> _YOUR INSTRUCTIONS_
Turn all the lines of the entries below into a Markdown table with two columns, "Row" and "Line". Number each row and leave out any blank lines.

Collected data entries

-- Begin --

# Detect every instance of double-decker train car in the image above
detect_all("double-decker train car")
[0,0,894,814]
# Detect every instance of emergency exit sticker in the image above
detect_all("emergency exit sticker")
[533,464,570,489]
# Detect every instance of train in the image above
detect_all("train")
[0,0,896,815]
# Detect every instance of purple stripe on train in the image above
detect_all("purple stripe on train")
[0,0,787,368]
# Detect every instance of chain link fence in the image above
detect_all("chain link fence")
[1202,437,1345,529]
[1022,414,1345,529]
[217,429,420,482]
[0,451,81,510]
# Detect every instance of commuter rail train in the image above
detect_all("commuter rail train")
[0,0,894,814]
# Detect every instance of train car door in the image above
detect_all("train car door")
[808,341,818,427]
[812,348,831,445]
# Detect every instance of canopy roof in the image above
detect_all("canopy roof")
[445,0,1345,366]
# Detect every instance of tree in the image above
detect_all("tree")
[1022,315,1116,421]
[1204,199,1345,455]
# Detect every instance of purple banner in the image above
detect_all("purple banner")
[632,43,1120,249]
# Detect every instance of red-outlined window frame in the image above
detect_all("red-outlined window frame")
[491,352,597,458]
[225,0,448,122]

-- End --

> _WRITTEN SOLUTION_
| Row | Line |
|---|---|
| 1 | # Detect every instance of double-decker train car in the image above |
| 2 | detect_all("double-decker train car") |
| 3 | [0,0,894,814] |
| 4 | # Detect every instance of emergency exit sticker in the image above |
| 5 | detect_all("emergency exit sticker") |
| 6 | [533,464,570,489] |
| 7 | # Detect every instance of train in the image above |
| 8 | detect_all("train") |
| 9 | [0,0,896,815] |
| 10 | # Detect every instance of purple stripe on train in the image above |
| 11 | detect_all("purple stripe on train") |
| 12 | [0,0,787,368] |
| 13 | # Detect every instance of chain link fence in the image above |
| 14 | detect_all("chain link fence") |
| 15 | [1202,437,1345,529] |
| 16 | [1022,414,1345,529] |
| 17 | [217,429,420,482] |
| 18 | [0,451,81,510] |
| 19 | # Detect every instance of commuter rail train in the image above |
| 20 | detect_all("commuter rail train") |
| 21 | [0,0,894,814] |
| 22 | # Detect every instance of train car door in the image above |
| 23 | detect_all("train car door") |
| 24 | [808,341,818,427] |
| 25 | [812,348,831,445] |
| 26 | # Detect every instance of canopy roof in the image above |
| 27 | detect_all("canopy roof") |
| 28 | [445,0,1345,366] |
| 29 | # Detect every instance of tree in the image above |
| 30 | detect_all("tree") |
| 31 | [1022,315,1116,421] |
| 32 | [1204,199,1345,455] |
| 33 | # Detect every instance of purple banner in the image above |
| 34 | detect_all("purple banner") |
| 35 | [632,43,1120,249] |
| 36 | # Detect every instance of red-outlined window frame in the image above |
| 37 | detect_all("red-outlined window frame") |
| 38 | [491,352,597,458] |
| 39 | [225,0,448,122] |